A renglón seguido, abre la bolsa y me dice que dentro hay nueces y avellanas (más estupefacción), y que una ardilla las ha dejado allí (pasmo total), para mí, para nosotros (estupor y asombro a manos llenas). Debí de poner una cara rarísima, porque se vio en la necesidad de asegurar que sí, que seguro, que él la vio ayer mismo dejando las nueces y avellanas (a la ardilla), y huir a continuación, aprestándose al mismo tiempo a partir alguno de los frutos secos ofreciéndomelos como lo mejor del mundo.

_Datos_

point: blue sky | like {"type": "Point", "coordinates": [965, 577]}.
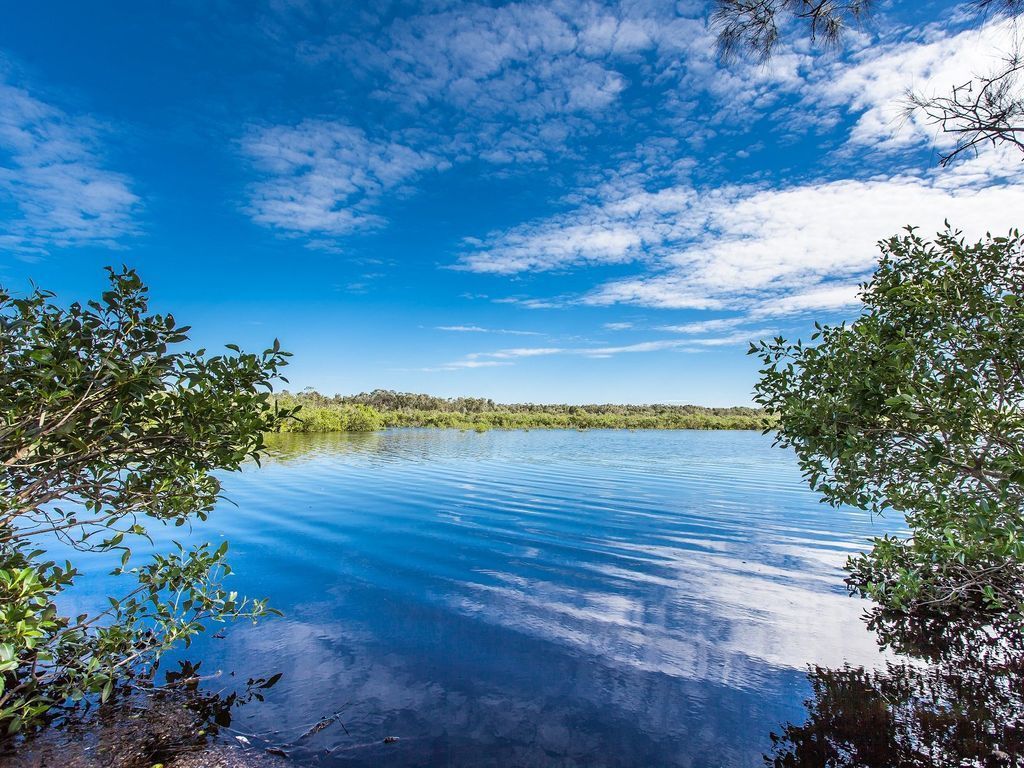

_Qué hacer_
a - Responde estas preguntas sobre el fragmento de la ardilla:
(i) Según él, ¿qué hay dentro de la bolsa?
(ii) ¿Cuándo dice él que vio a la ardilla dejando los frutos?
(iii) Según él, ¿qué hizo la ardilla después de dejar los frutos?
b - Reproduce sin cambios el tramo del fragmento de la ardilla que empieza con "A renglón seguido, abre" y termina con "mejor del mundo.".
El listado no hace falta para estas tareas.

_Respuestas_
a -
(i) Nueces y avellanas.
(ii) Ayer mismo.
(iii) Huyó a continuación.

b -
A renglón seguido, abre la bolsa y me dice que dentro hay nueces y avellanas (más estupefacción), y que una ardilla las ha dejado allí (pasmo total), para mí, para nosotros (estupor y asombro a manos llenas). Debí de poner una cara rarísima, porque se vio en la necesidad de asegurar que sí, que seguro, que él la vio ayer mismo dejando las nueces y avellanas (a la ardilla), y huir a continuación, aprestándose al mismo tiempo a partir alguno de los frutos secos ofreciéndomelos como lo mejor del mundo.